### Your assignment:
Would you retype, word for word, the line with "Could you please indicate the green" and every line after it through the end of the records below?

Stored entries
--- START ---

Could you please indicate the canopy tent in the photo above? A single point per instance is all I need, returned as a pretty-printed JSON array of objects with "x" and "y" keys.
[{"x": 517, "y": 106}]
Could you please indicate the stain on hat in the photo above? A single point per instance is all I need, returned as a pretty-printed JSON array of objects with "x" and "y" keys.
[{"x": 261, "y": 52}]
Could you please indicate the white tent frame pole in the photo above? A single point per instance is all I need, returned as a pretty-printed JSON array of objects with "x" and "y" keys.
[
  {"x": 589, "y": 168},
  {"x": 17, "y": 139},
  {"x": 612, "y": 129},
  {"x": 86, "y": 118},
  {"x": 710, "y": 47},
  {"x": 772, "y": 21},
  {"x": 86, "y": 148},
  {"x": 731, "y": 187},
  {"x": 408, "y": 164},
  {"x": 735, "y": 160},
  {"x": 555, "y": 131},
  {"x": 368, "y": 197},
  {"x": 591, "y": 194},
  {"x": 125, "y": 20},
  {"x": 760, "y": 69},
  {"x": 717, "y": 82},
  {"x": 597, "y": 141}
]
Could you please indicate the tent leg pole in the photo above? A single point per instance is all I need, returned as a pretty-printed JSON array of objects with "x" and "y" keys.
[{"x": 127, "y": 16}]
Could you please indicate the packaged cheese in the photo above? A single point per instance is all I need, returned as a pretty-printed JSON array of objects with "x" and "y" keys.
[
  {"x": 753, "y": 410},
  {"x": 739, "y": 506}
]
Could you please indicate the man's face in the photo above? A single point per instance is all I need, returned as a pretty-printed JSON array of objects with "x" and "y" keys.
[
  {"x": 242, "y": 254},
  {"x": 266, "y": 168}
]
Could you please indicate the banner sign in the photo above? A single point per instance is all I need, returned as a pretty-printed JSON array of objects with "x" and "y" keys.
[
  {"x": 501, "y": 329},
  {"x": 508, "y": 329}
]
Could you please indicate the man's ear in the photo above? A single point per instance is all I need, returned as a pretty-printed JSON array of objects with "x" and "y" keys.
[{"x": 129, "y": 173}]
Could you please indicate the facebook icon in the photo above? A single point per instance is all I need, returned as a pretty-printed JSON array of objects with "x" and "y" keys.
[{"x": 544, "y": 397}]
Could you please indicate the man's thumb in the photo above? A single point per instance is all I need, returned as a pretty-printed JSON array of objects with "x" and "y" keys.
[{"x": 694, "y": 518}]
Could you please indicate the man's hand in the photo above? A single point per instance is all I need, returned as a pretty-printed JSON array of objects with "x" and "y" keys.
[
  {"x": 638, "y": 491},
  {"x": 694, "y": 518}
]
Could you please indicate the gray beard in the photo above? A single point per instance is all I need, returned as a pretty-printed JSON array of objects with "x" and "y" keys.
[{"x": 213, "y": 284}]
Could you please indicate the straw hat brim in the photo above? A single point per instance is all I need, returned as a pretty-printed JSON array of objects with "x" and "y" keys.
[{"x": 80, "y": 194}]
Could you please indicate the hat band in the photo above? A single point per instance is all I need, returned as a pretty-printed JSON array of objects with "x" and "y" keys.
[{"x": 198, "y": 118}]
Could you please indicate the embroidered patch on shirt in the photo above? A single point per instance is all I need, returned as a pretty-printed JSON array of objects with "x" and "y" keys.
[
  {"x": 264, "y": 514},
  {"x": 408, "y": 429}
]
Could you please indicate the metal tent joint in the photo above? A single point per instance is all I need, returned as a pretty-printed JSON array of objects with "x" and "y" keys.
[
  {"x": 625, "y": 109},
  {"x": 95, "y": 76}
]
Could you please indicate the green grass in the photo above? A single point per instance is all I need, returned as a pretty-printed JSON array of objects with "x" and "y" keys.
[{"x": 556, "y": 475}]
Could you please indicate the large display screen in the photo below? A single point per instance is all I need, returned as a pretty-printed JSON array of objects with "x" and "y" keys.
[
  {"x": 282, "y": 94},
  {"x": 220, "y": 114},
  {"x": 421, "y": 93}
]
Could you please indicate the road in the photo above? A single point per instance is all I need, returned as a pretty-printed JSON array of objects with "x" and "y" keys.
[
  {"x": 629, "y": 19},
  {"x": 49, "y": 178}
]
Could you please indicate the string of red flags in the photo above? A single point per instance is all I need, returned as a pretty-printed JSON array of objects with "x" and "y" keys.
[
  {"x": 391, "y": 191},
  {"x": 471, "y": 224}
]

--- END ---

### Response:
Could you please indicate the green grass in the photo above? A single point per instance is all I need, returned as a pretty-printed JSON array of objects with "x" and "y" keys.
[{"x": 556, "y": 475}]
Could you please indicate the large display screen in the photo below? A single point per instance is all I need, returned as a pretty-printed JSON array of objects with "x" and "y" keys.
[
  {"x": 282, "y": 94},
  {"x": 220, "y": 114},
  {"x": 421, "y": 93}
]
Could you please indicate the road in the photo above? A single point per instance is all I need, returned as a pretty-printed JSON array of objects with "x" and "y" keys.
[
  {"x": 629, "y": 19},
  {"x": 49, "y": 178}
]
Could you please indicate the string of red flags in the photo above? A single point per instance is all I need, returned as a pretty-printed JSON array of objects with "x" and "y" keys.
[
  {"x": 391, "y": 191},
  {"x": 471, "y": 224}
]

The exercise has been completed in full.